WORK REQUIRED
Each line below is to be copied out exactly, and none may be omitted.
INFORMATION Block Start
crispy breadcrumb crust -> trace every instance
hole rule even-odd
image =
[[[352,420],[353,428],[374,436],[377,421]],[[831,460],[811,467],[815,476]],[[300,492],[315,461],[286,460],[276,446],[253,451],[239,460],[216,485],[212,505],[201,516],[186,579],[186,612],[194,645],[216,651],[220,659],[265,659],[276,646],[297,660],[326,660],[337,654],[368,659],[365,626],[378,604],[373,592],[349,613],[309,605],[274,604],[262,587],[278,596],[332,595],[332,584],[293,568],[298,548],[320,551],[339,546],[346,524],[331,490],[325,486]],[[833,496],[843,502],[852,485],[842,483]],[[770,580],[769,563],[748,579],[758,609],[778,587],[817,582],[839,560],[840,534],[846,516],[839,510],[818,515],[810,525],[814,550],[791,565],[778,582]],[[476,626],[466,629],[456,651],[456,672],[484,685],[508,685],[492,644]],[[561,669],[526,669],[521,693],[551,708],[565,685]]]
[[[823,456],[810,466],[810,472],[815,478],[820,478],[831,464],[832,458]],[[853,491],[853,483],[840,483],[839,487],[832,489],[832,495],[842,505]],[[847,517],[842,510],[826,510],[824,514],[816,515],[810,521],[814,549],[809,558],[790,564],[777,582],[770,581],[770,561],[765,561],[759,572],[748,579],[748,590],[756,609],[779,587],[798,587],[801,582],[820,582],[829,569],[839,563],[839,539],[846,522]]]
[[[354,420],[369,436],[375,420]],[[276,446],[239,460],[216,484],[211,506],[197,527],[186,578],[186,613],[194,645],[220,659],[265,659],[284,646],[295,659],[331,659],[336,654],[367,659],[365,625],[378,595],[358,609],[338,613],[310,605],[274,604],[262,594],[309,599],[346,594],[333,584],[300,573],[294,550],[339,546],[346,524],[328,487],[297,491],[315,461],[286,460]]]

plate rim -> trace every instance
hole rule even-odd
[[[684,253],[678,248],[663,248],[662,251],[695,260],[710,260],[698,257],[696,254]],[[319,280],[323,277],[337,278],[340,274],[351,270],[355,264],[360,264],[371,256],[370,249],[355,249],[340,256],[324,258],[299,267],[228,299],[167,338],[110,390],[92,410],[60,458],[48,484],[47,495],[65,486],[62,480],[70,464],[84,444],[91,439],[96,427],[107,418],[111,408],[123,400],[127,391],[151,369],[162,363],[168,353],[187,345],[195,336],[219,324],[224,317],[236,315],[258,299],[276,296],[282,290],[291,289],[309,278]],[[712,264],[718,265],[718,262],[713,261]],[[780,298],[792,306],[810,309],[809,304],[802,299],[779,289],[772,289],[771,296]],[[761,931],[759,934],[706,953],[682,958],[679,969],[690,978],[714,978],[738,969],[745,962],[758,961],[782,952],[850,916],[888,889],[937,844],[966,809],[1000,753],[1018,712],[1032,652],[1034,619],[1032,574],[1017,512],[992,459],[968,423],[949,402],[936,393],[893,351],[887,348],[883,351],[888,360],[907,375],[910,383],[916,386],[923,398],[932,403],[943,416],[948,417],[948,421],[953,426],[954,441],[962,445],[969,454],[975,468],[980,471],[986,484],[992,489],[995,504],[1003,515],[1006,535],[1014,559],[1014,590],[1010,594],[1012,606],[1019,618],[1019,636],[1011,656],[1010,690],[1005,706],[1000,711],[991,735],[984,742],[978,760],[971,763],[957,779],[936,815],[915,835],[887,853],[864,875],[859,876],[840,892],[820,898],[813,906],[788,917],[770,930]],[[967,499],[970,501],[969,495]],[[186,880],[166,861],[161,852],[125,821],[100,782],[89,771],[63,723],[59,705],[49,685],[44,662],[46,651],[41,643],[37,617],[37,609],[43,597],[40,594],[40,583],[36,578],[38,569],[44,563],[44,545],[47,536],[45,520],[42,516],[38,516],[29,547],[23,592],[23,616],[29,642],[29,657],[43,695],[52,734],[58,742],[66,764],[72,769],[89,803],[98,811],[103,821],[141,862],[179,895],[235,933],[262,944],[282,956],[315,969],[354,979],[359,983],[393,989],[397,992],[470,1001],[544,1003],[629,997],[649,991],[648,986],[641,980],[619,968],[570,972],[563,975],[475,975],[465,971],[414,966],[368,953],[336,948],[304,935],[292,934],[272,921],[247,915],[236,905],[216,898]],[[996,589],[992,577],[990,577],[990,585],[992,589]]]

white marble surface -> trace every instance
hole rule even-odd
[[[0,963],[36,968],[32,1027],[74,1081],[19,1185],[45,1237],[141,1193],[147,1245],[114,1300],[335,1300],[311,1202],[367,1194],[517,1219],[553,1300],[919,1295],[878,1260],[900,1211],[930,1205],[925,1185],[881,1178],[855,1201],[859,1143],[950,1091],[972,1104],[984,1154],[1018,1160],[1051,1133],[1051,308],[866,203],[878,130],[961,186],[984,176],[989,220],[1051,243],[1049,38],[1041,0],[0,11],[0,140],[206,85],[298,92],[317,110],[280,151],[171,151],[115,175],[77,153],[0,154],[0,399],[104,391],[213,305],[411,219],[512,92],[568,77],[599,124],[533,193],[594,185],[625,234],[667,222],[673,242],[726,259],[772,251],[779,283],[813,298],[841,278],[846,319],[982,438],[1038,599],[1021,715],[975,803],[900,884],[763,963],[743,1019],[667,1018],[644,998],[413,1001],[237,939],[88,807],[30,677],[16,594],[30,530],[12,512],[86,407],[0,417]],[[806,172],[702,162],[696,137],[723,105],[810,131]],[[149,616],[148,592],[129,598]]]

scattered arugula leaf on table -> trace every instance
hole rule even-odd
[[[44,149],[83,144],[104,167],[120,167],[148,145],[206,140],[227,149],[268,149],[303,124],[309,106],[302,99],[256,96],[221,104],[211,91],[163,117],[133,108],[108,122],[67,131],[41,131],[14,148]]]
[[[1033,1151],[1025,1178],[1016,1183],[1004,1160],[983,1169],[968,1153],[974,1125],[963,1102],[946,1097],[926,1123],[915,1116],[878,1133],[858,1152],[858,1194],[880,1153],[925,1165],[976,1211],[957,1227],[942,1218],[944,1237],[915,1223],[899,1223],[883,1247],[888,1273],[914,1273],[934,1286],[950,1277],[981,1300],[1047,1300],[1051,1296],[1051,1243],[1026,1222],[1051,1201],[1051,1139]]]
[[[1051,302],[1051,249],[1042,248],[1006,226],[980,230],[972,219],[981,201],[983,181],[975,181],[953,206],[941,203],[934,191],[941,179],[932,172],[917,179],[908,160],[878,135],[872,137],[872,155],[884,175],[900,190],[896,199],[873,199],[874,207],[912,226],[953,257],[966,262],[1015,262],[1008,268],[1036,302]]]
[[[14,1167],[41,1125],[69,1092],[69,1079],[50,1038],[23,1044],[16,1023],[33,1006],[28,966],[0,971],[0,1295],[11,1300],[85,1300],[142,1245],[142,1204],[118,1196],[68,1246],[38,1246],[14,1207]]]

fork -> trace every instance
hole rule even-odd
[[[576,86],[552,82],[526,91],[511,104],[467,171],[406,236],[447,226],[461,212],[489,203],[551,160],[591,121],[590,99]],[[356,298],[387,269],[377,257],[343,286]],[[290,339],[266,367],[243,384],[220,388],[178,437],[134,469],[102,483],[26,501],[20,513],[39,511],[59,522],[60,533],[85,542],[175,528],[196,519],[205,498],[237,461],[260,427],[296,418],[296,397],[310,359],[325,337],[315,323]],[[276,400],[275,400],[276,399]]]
INFORMATION Block End
EXERCISE SOLUTION
crispy breadcrumb crust -> trace every instance
hole rule even-odd
image =
[[[352,420],[353,428],[374,436],[377,421]],[[831,460],[811,467],[815,476]],[[300,492],[315,461],[286,460],[276,446],[253,451],[239,460],[216,485],[212,505],[201,516],[186,579],[186,612],[194,645],[216,651],[220,659],[265,659],[276,646],[297,660],[326,660],[337,654],[368,659],[365,626],[378,604],[373,592],[349,613],[309,605],[274,604],[262,587],[278,596],[332,595],[332,584],[293,568],[298,548],[320,551],[339,546],[346,524],[331,490],[325,486]],[[833,496],[843,502],[852,485],[842,483]],[[770,580],[769,563],[748,579],[758,609],[778,587],[817,582],[839,560],[840,534],[846,516],[839,510],[818,515],[810,525],[814,550],[791,565],[778,582]],[[476,626],[466,629],[456,651],[456,672],[484,685],[508,685],[492,644]],[[561,669],[526,669],[521,693],[551,708],[565,685]]]
[[[823,456],[810,466],[810,472],[815,478],[820,478],[831,464],[832,458]],[[853,491],[853,483],[840,483],[839,487],[832,489],[832,495],[842,505]],[[847,517],[842,510],[826,510],[824,514],[816,515],[810,521],[814,549],[809,558],[790,564],[777,582],[770,581],[770,561],[765,561],[759,572],[748,579],[748,590],[756,609],[779,587],[798,587],[801,582],[820,582],[829,569],[839,563],[839,539],[846,522]]]
[[[354,420],[369,436],[375,420]],[[276,446],[239,460],[216,484],[211,506],[197,527],[186,578],[186,613],[194,645],[220,659],[265,659],[284,646],[295,659],[331,659],[336,654],[367,659],[365,625],[378,595],[358,609],[338,613],[310,605],[274,604],[262,594],[309,599],[346,594],[333,584],[300,573],[294,550],[339,546],[346,524],[328,487],[297,491],[315,461],[286,460]]]

plate rim -> trace every instance
hole rule even-odd
[[[684,253],[678,248],[663,248],[662,251],[695,260],[710,260],[698,257],[696,254]],[[319,280],[323,277],[337,278],[340,274],[351,270],[355,264],[360,264],[371,256],[370,249],[355,249],[340,256],[324,258],[299,267],[228,299],[167,338],[110,390],[92,410],[60,458],[48,484],[47,495],[65,486],[62,480],[70,464],[84,444],[91,439],[96,427],[107,418],[111,408],[123,400],[127,391],[151,369],[162,363],[168,353],[187,345],[195,336],[219,324],[224,317],[236,315],[258,299],[276,296],[282,290],[291,289],[309,278]],[[712,264],[718,265],[718,262],[713,261]],[[780,298],[792,306],[810,309],[809,304],[802,299],[779,289],[772,289],[771,296]],[[761,931],[759,934],[706,953],[682,958],[679,969],[690,978],[714,978],[738,969],[745,962],[758,961],[782,952],[850,916],[888,889],[937,844],[966,809],[1000,753],[1018,712],[1032,652],[1034,619],[1032,574],[1017,512],[992,459],[968,423],[949,402],[936,393],[893,351],[887,348],[883,351],[888,360],[907,375],[910,383],[916,386],[923,398],[932,403],[943,416],[948,417],[948,421],[953,426],[954,441],[962,445],[969,454],[975,468],[980,471],[986,484],[992,489],[995,504],[1003,515],[1006,535],[1014,559],[1014,590],[1010,594],[1012,606],[1019,618],[1019,636],[1011,656],[1010,690],[1005,706],[1000,711],[991,735],[984,742],[978,760],[971,763],[957,779],[936,815],[915,835],[887,853],[864,875],[859,876],[840,892],[820,898],[813,906],[788,917],[770,930]],[[967,499],[970,501],[969,495]],[[186,880],[166,861],[161,852],[125,821],[100,782],[89,771],[63,723],[59,705],[49,685],[44,662],[46,651],[41,643],[37,617],[37,609],[43,597],[40,594],[40,583],[36,578],[38,569],[44,563],[44,545],[47,536],[45,520],[42,516],[38,516],[29,547],[23,592],[23,616],[29,642],[29,657],[43,695],[52,734],[58,742],[66,764],[72,769],[89,803],[98,811],[103,821],[141,862],[179,895],[235,933],[262,944],[282,956],[315,969],[354,979],[359,983],[393,989],[397,992],[470,1001],[544,1003],[629,997],[649,991],[648,986],[641,980],[619,968],[570,972],[563,975],[475,975],[465,971],[414,966],[368,953],[336,948],[304,935],[292,934],[272,921],[247,915],[236,905],[216,898]],[[996,589],[992,577],[990,577],[990,585],[992,589]]]

white marble surface -> trace every instance
hole rule even-odd
[[[0,963],[36,968],[32,1027],[74,1081],[19,1185],[45,1237],[141,1193],[147,1245],[114,1300],[335,1300],[311,1202],[367,1194],[517,1219],[553,1300],[919,1295],[878,1260],[900,1211],[930,1205],[925,1185],[881,1178],[855,1201],[859,1143],[950,1091],[972,1104],[984,1154],[1018,1160],[1051,1133],[1051,308],[866,203],[878,130],[961,186],[984,176],[989,220],[1051,243],[1049,38],[1041,0],[0,11],[0,140],[206,85],[298,92],[317,110],[280,151],[171,151],[115,175],[77,153],[0,154],[0,399],[104,391],[213,305],[411,219],[512,92],[568,77],[599,124],[533,193],[594,185],[625,234],[667,222],[673,242],[726,259],[772,251],[779,283],[813,298],[841,278],[846,319],[982,438],[1038,599],[1021,715],[975,803],[900,884],[763,963],[743,1019],[667,1018],[644,998],[413,1001],[237,939],[88,807],[30,677],[16,594],[30,530],[12,512],[86,407],[0,417]],[[806,172],[702,162],[696,137],[723,105],[810,131]],[[149,616],[148,592],[129,598]]]

scattered arugula leaf on table -> trace every instance
hole rule even-odd
[[[44,149],[83,144],[104,167],[120,167],[148,145],[206,140],[227,149],[268,149],[303,124],[309,106],[302,99],[256,96],[221,104],[211,91],[163,117],[133,108],[108,122],[67,131],[41,131],[14,148]]]
[[[1033,1151],[1025,1178],[1016,1183],[1004,1160],[983,1169],[968,1153],[974,1125],[963,1102],[946,1097],[926,1123],[915,1116],[878,1133],[858,1152],[858,1194],[880,1153],[925,1165],[976,1211],[957,1227],[942,1218],[944,1237],[915,1223],[899,1223],[883,1247],[888,1273],[914,1273],[934,1286],[950,1277],[981,1300],[1047,1300],[1051,1296],[1051,1243],[1026,1222],[1051,1201],[1051,1139]]]
[[[1051,302],[1051,249],[1042,248],[1006,226],[980,230],[972,219],[981,201],[983,181],[975,181],[953,206],[941,203],[934,191],[941,179],[932,172],[917,179],[908,160],[878,135],[872,137],[872,155],[884,175],[900,190],[896,199],[873,199],[874,207],[912,226],[953,257],[966,262],[1015,262],[1008,268],[1036,302]]]
[[[14,1167],[41,1125],[69,1092],[69,1079],[50,1038],[23,1044],[16,1023],[33,1006],[28,966],[0,971],[0,1295],[11,1300],[85,1300],[142,1245],[142,1204],[118,1196],[68,1246],[38,1246],[14,1207]]]

fork -> trace every instance
hole rule even-odd
[[[576,86],[552,82],[526,91],[511,104],[467,171],[406,236],[447,226],[461,212],[489,203],[551,160],[591,121],[590,99]],[[356,298],[387,269],[377,257],[343,286]],[[290,339],[266,367],[243,384],[220,388],[178,437],[134,469],[102,483],[26,501],[20,513],[39,511],[59,522],[60,533],[85,542],[175,528],[196,519],[205,498],[237,461],[260,427],[296,418],[296,397],[310,359],[325,337],[315,323]],[[276,400],[275,400],[276,399]]]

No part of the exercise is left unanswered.